**YOUR TASK**
Repeat the listing exactly as given, omitting every image.

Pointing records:
***

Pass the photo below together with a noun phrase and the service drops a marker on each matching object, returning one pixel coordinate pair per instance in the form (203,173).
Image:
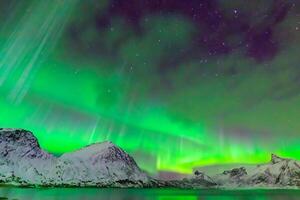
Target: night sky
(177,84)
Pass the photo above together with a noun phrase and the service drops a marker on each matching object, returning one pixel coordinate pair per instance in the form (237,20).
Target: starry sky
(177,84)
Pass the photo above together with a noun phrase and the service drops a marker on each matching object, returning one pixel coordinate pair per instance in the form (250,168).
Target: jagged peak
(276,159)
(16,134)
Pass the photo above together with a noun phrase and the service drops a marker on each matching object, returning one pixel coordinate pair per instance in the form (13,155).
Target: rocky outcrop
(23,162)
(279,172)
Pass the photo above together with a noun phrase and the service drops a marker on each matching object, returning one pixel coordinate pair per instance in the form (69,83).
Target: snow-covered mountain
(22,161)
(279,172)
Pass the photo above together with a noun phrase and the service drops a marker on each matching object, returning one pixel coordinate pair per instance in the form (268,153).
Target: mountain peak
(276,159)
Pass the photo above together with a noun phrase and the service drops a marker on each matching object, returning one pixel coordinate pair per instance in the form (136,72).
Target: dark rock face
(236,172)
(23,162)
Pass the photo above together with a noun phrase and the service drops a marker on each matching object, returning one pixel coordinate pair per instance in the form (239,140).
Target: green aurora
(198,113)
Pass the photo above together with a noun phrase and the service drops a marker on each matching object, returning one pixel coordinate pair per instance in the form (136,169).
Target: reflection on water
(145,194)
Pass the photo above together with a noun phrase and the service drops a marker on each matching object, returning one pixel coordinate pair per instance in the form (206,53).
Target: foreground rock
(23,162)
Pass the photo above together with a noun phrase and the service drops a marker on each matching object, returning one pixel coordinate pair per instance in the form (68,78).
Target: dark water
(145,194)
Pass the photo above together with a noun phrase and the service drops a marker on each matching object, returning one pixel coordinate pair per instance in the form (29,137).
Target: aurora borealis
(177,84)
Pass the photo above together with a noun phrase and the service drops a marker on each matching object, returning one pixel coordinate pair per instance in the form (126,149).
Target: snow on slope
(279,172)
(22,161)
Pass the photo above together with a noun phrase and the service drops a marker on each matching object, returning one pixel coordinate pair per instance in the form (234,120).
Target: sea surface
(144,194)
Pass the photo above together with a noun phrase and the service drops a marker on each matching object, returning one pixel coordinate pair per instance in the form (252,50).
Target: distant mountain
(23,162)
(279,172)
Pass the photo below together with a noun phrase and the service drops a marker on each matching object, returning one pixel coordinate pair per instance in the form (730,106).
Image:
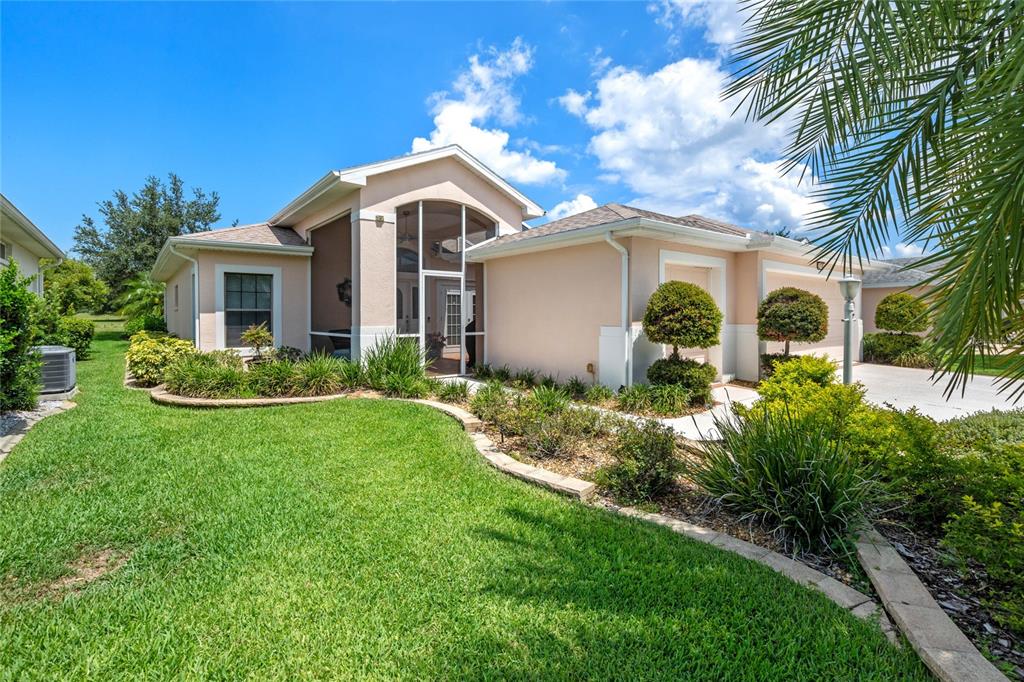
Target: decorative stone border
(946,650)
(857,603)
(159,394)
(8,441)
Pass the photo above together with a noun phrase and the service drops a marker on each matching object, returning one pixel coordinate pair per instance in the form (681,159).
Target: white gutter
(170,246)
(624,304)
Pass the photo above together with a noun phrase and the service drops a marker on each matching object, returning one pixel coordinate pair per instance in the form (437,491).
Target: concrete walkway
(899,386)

***

**COMPLETE OUTPUT**
Pass the photo below together with a noun phrase and the service drops a marker on each matching object, returning one pixel coordinate pair per instance in the form (203,173).
Image:
Target: night sky
(177,84)
Pass the photo above together with a noun phrase and the service drops a marker on each matching object, returning one pixel coordinate pair per instance in the form (237,20).
Target: starry sky
(177,84)
Pass the photo above together with a noun phrase and the service drops a marker on each matching object, returning one pixel coordinate pair per instance in the form (250,168).
Target: jagged peak
(276,159)
(16,134)
Pass the photo above together with a noun phrase and the service drops a marker on each matching object, returning one pixel coordinate pair per instance in the form (13,155).
Target: rocky outcrop
(23,162)
(279,172)
Pass the photo above together with a noun phrase and the service drops a marker on each matching object, returning one pixel coordinate pair per instance in the form (69,83).
Target: snow-covered mountain
(22,161)
(279,172)
Pass the photo above together with a noun phrase and the service drops a marker on each matching object, returning one pixel coordinate pair per instance in the form (268,153).
Target: mountain peak
(276,159)
Pass the photo above together with a noun phrase and the service drops a marker on each matching object, returning one pixel coordinate pair per instance in the form (136,72).
Target: dark rock face
(236,172)
(23,162)
Pass the photo above together with a noun phrase and the service drops a marker on each matching object, returning one pixel coordinate pair per instance in the form (239,140).
Target: green aurora
(198,113)
Pass the photo above together with a noun phrase and the service drops a marker on each matching object, returning one pixel coordinate pair per instance in the form (136,169).
Target: reflection on water
(145,194)
Pass the photo above together with a noun phrase and the service drops a marker on each matching object, returning one pixel coordinate pair per instance in the form (206,53).
Target: foreground rock
(23,162)
Pass the photo above together with a noun phrase and the service drops a marker on each matching object, returning one pixel coordinate pair per instance in the form (68,78).
Target: dark water
(145,194)
Pass the photo above together with a noun phrase and the service drops a marker on each matching object, returning one pixel coordinate pair per instance in the form (29,137).
Target: aurora borealis
(177,84)
Pass the photo above together with a noun phrase and the service drops a marker on each matching object, returning one pixel coordinate pair per instance in the form (126,149).
Target: snow on slope
(279,172)
(22,161)
Pass the photo above together with a noun phrase and the service drops a marker on each matching object, returning one pixel coordinate pair per instance in the form (234,120).
Target: sea surface
(144,194)
Pass the photo above together with a noun phrase and the service drops a marker on each matching object, returning one pixel coordinate pair per instance in the form (252,50).
Target: distant mountain
(23,162)
(279,172)
Pass the photo below together with a noun phrase and the service drops a marker on each matching object, returning one pixel coordinate pair per instance in the form (730,106).
Image:
Target: decorative stone border
(946,650)
(857,603)
(159,394)
(8,441)
Pass the photo above together with a noun phrase and the service drops a marker on each matching object, returning one pixel coordinate pair per instance in the form (681,159).
Target: white gutter
(170,246)
(624,304)
Pass the photo above together with a noun phrase and the service drops a marker on each matching object, returning one pixel coordinate pair per instance in the form (437,491).
Target: concrete walkway
(899,386)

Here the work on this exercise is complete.